# SHORT PROBLEM
Please reproduce the data below with every "house style" replaced by "team format", leaving everything else unchanged.

# DATA SECTION
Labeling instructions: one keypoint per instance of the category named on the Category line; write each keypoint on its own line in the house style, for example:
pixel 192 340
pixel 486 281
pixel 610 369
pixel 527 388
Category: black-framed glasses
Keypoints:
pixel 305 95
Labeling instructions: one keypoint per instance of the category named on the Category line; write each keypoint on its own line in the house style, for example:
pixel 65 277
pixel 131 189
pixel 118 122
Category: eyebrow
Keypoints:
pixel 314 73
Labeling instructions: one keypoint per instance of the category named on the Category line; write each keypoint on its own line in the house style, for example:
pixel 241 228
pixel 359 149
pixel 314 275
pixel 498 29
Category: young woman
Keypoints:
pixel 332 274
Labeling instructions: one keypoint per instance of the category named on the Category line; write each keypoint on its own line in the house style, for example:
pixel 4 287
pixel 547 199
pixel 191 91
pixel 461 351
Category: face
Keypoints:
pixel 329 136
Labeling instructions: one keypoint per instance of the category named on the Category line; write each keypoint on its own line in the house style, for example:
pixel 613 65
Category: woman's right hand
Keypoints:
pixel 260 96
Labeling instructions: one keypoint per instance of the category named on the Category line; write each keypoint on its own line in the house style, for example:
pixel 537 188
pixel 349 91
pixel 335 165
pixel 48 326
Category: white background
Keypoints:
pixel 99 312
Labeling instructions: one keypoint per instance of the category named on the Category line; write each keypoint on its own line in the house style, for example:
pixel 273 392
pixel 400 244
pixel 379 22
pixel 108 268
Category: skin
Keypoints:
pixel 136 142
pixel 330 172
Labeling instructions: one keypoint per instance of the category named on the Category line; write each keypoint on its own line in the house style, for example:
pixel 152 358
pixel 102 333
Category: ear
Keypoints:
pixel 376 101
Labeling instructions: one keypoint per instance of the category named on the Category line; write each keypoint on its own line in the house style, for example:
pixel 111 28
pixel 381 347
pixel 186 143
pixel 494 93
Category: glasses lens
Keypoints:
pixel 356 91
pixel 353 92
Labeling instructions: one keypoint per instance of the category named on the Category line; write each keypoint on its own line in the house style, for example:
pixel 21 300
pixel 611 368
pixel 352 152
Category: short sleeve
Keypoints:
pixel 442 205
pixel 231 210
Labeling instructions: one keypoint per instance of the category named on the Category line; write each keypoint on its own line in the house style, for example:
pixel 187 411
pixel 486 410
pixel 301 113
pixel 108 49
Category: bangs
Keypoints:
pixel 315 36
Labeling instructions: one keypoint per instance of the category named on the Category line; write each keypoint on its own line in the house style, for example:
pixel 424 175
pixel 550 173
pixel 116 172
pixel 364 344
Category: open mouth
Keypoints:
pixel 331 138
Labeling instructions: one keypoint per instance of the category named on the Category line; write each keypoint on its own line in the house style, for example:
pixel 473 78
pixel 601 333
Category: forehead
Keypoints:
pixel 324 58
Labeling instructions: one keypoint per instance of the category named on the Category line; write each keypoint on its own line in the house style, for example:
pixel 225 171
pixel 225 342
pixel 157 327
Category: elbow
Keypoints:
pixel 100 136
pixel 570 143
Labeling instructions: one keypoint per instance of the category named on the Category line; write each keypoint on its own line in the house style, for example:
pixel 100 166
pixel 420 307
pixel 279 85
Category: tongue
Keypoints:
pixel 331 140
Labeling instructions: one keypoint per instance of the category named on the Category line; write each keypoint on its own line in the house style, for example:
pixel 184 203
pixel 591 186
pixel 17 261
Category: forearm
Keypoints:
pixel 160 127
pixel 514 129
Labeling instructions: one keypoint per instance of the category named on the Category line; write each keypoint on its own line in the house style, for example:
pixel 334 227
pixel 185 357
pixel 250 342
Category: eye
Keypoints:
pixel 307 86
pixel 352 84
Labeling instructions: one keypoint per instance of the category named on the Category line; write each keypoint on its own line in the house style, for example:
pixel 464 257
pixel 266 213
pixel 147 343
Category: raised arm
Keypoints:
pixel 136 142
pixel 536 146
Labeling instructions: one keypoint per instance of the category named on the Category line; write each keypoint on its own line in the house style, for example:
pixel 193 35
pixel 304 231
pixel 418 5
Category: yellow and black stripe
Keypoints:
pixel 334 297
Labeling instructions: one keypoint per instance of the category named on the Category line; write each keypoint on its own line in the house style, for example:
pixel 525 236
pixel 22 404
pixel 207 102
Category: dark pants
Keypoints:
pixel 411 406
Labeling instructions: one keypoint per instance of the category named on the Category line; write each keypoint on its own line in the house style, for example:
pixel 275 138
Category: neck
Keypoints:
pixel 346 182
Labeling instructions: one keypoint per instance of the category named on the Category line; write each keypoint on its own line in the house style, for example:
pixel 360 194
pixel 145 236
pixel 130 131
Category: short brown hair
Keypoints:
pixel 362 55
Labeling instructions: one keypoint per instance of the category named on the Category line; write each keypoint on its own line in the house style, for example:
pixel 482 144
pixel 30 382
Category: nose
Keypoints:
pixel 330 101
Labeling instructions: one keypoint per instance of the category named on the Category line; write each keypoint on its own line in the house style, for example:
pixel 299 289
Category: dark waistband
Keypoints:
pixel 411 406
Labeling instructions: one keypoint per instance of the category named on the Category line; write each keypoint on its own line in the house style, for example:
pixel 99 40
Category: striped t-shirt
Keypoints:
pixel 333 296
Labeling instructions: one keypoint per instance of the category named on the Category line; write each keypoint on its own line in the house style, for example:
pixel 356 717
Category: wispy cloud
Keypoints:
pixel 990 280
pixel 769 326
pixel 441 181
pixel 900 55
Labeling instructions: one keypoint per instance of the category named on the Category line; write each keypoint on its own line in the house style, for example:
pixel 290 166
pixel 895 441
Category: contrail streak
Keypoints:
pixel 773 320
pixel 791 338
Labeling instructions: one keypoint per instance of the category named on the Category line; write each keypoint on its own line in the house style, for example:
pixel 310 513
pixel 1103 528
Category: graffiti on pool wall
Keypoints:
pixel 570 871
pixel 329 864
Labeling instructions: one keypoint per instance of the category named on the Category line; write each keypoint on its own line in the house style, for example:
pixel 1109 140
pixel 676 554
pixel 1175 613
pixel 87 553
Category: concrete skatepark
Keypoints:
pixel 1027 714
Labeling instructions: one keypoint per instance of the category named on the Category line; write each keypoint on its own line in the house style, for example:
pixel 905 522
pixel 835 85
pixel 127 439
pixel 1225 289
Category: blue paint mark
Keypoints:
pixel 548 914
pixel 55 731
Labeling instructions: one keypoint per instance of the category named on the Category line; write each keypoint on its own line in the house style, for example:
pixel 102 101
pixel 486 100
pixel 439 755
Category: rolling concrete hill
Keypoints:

# SOLUTION FOR THIS TASK
Labeling instructions: one keypoint per instance of the category named on the Category line; write each keypoint on its own line in the team format, for example:
pixel 192 340
pixel 486 281
pixel 610 369
pixel 527 388
Category: black-framed glasses
Keypoints:
pixel 305 95
Labeling instructions: one keypoint per instance of the category named on the Category line; write each keypoint on its own line in the team format, for example:
pixel 65 277
pixel 131 189
pixel 118 122
Category: eyebrow
Keypoints:
pixel 314 73
Labeling instructions: one keypoint per instance of the category named on the Category line; write each keypoint on its own line in the team format, for example:
pixel 241 228
pixel 359 149
pixel 314 275
pixel 498 29
Category: young woman
Keypoints:
pixel 332 274
Labeling instructions: one keypoint per instance of the category named on the Category line; write each keypoint on its own line in the team format, for example:
pixel 4 287
pixel 547 199
pixel 191 91
pixel 461 351
Category: face
Keypoints:
pixel 329 136
Labeling instructions: one keypoint per instance of the category named on the Category line; write each keypoint on its own line in the team format, for example:
pixel 613 65
Category: woman's right hand
Keypoints:
pixel 260 96
Labeling instructions: one keypoint per instance of the category named on the Category line; write each keypoint on its own line in the team format, for example:
pixel 537 188
pixel 349 91
pixel 335 165
pixel 48 326
Category: white background
Keypoints:
pixel 99 312
Labeling instructions: one keypoint per instance of the category named on the Category line; write each keypoint on its own line in the team format, for example:
pixel 273 392
pixel 400 244
pixel 379 22
pixel 108 268
Category: skin
Keypoints:
pixel 136 142
pixel 330 172
Labeling instructions: one keypoint per instance of the category named on the Category line; write each keypoint on its own line in the team format, for example:
pixel 152 358
pixel 102 333
Category: ear
Keypoints:
pixel 376 101
Labeling instructions: one keypoint per instance of the category named on the Category line; write each keypoint on its own line in the team format, for example:
pixel 111 28
pixel 381 347
pixel 186 143
pixel 494 93
Category: glasses lens
Keypoints:
pixel 356 91
pixel 353 92
Labeling instructions: one keypoint per instance of the category named on the Category line; write each keypoint on its own line in the team format, for example:
pixel 21 300
pixel 611 368
pixel 352 152
Category: short sleeve
Keypoints:
pixel 442 205
pixel 231 210
Labeling instructions: one keypoint per instance of the category named on the Category line; write each keypoint on its own line in the team format, for example:
pixel 187 411
pixel 486 410
pixel 301 113
pixel 108 49
Category: bangs
Keypoints:
pixel 315 36
Labeling instructions: one keypoint per instance of the category named on the Category line; write each keypoint on its own line in the team format, for example:
pixel 424 175
pixel 550 173
pixel 116 172
pixel 364 344
Category: open mouth
Keypoints:
pixel 331 138
Labeling instructions: one keypoint per instance of the category named on the Category line; write each keypoint on its own line in the team format, for example:
pixel 473 78
pixel 601 333
Category: forehead
Keypoints:
pixel 324 58
Labeling instructions: one keypoint per instance of the category named on the Category line; write each keypoint on its own line in the team format, for example:
pixel 225 171
pixel 225 342
pixel 157 327
Category: elbow
Keypoints:
pixel 100 136
pixel 570 143
Labeling instructions: one keypoint per instance of the category named on the Category line; write each keypoint on its own line in the team format, for example:
pixel 100 166
pixel 420 307
pixel 279 85
Category: tongue
Keypoints:
pixel 331 140
Labeling instructions: one keypoint per instance of the category named on the Category line; write each keypoint on its own line in the team format, for example:
pixel 184 203
pixel 591 186
pixel 17 261
Category: forearm
Keypoints:
pixel 160 127
pixel 514 129
Labeling instructions: one keypoint per instance of the category named on the Category line; write each keypoint on its own line in the team format, for example:
pixel 334 227
pixel 185 357
pixel 250 342
Category: eye
Keypoints:
pixel 307 86
pixel 352 84
Labeling instructions: one keypoint per instance of the category named on the Category line; write each keypoint on its own line in the team format, for example:
pixel 464 257
pixel 266 213
pixel 147 343
Category: raised arm
Keypoints:
pixel 136 142
pixel 536 146
Labeling instructions: one keypoint per instance of the category named on the Category line; write each keypoint on its own line in the team format, for example:
pixel 193 35
pixel 304 231
pixel 418 5
Category: yellow and black stripe
Keypoints:
pixel 334 297
Labeling instructions: one keypoint per instance of the category named on the Category line; write each keypoint on its own line in the team format, for example:
pixel 525 236
pixel 22 404
pixel 207 102
Category: dark pants
Keypoints:
pixel 411 406
Labeling instructions: one keypoint per instance of the category named on the Category line; write each keypoint on its own line in the team format, for example:
pixel 275 138
Category: neck
Keypoints:
pixel 346 182
Labeling instructions: one keypoint per instance of the category named on the Category line; write each keypoint on its own line in the team format, for example:
pixel 360 194
pixel 145 236
pixel 130 131
Category: short brown hair
Keypoints:
pixel 362 55
Labeling instructions: one keypoint per instance of the category named on the Category line; write each keypoint on its own line in the team format, for example:
pixel 482 144
pixel 30 382
Category: nose
Keypoints:
pixel 330 101
Labeling instructions: one keypoint per instance of the category named on the Category line; write each keypoint on its own line in the team format, for example:
pixel 299 289
Category: dark waistband
Keypoints:
pixel 411 406
Labeling instructions: one keypoint per instance of the category named on the Category line; write each keypoint on its own line in the team format, for example:
pixel 99 40
Category: striped t-shirt
Keypoints:
pixel 333 296
Labeling instructions: one keypoint per instance of the category named on the Category line; write each keypoint on its own line in the team format, for example:
pixel 356 717
Category: wispy cloud
Keypoints:
pixel 990 280
pixel 769 326
pixel 441 181
pixel 900 55
Labeling instructions: one keypoint per instance of the category named on the Category line; write each keypoint on its own line in the team format, for example:
pixel 290 166
pixel 895 441
Category: contrail streak
Keypoints:
pixel 773 320
pixel 791 338
Labeling instructions: one keypoint per instance of the category named on the Category line; write each keypoint on its own line in the team format, for example:
pixel 310 513
pixel 1103 528
Category: graffiti on pool wall
Keypoints:
pixel 570 871
pixel 329 864
Labeling instructions: one keypoint per instance of the category named on the Category line; write each keypoint on its own line in the team format, for example:
pixel 1109 140
pixel 676 554
pixel 1175 613
pixel 87 553
Category: concrete skatepark
Keypoints:
pixel 1027 714
Labeling instructions: one keypoint per instance of the category named on the Category line; write each keypoint on its own line in the team format, for example:
pixel 905 522
pixel 835 85
pixel 127 439
pixel 1225 289
Category: blue paint mark
Keypoints:
pixel 548 914
pixel 55 731
Labeling instructions: one keypoint per instance of the category named on the Category line; write each keypoint on its own line in the team format, for example:
pixel 102 101
pixel 486 100
pixel 439 755
Category: rolling concrete hill
Keypoints:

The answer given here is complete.